» **CUPLIKAN DOKUMEN**:
Ilmuwan di University of Massachusetts Amherst Kembangkan Tempe Berbahan Dasar Kacang Arab dan Kacang Polong Kering
Sumber Gambar : Foto ilustrasi: www.canva.com
Para ilmuwan dari University of Massachusetts Amherst mengembangkan jenis tempeh baru yang terbuat dari kacang arab (chickpeas) dan kacang polong kering (dry peas), menggantikan bahan utama tradisional, yaitu kedelai. Kabar ini tersiar pada awal Januari 2025.
Inovasi yang dilakukan para ilmuwan itu membuka kemungkikan akan adanya alternatif tempe yang tetap bergizi tinggi, tapi tetap dapat dinikmati oleh mereka yang memiliki alergi terhadap kedelai atau yang ingin mencari alterntif.

» **DATA**:
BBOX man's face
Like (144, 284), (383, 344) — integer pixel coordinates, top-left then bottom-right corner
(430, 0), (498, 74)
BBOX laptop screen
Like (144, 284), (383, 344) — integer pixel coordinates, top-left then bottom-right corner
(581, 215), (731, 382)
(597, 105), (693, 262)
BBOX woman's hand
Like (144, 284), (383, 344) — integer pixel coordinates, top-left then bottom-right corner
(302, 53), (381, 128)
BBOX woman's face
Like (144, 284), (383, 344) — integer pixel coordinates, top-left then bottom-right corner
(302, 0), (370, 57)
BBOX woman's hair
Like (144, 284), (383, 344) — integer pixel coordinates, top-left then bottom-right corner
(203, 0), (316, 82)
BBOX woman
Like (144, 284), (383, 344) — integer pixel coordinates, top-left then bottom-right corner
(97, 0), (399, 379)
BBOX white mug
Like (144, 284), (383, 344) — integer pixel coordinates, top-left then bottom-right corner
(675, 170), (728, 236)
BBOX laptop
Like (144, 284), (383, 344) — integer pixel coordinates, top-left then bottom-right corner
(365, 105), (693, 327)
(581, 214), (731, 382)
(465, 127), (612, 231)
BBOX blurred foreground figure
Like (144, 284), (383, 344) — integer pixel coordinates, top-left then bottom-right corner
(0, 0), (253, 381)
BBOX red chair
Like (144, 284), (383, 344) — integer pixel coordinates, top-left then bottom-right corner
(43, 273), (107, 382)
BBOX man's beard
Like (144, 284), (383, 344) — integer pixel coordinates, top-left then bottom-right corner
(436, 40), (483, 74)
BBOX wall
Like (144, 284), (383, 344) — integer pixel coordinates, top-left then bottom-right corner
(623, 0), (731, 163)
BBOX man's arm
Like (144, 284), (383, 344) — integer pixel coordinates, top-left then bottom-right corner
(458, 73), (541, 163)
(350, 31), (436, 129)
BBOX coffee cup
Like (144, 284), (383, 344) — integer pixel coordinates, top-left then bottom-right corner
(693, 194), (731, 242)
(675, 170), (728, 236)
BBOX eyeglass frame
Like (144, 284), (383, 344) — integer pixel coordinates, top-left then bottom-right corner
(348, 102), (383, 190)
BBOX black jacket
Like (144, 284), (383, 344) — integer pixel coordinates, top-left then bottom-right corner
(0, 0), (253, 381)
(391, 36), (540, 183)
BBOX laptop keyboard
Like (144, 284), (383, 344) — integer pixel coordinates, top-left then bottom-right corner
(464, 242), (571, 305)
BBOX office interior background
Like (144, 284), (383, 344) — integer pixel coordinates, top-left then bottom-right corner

» **TUGAS**: Menurut cuplikan dokumen, bahan apa yang dipakai para ilmuwan University of Massachusetts Amherst untuk membuat jenis tempe baru sebagai pengganti kedelai?

» **HASIL LATIHAN**: Mereka memakai kacang arab (chickpeas) dan kacang polong kering (dry peas).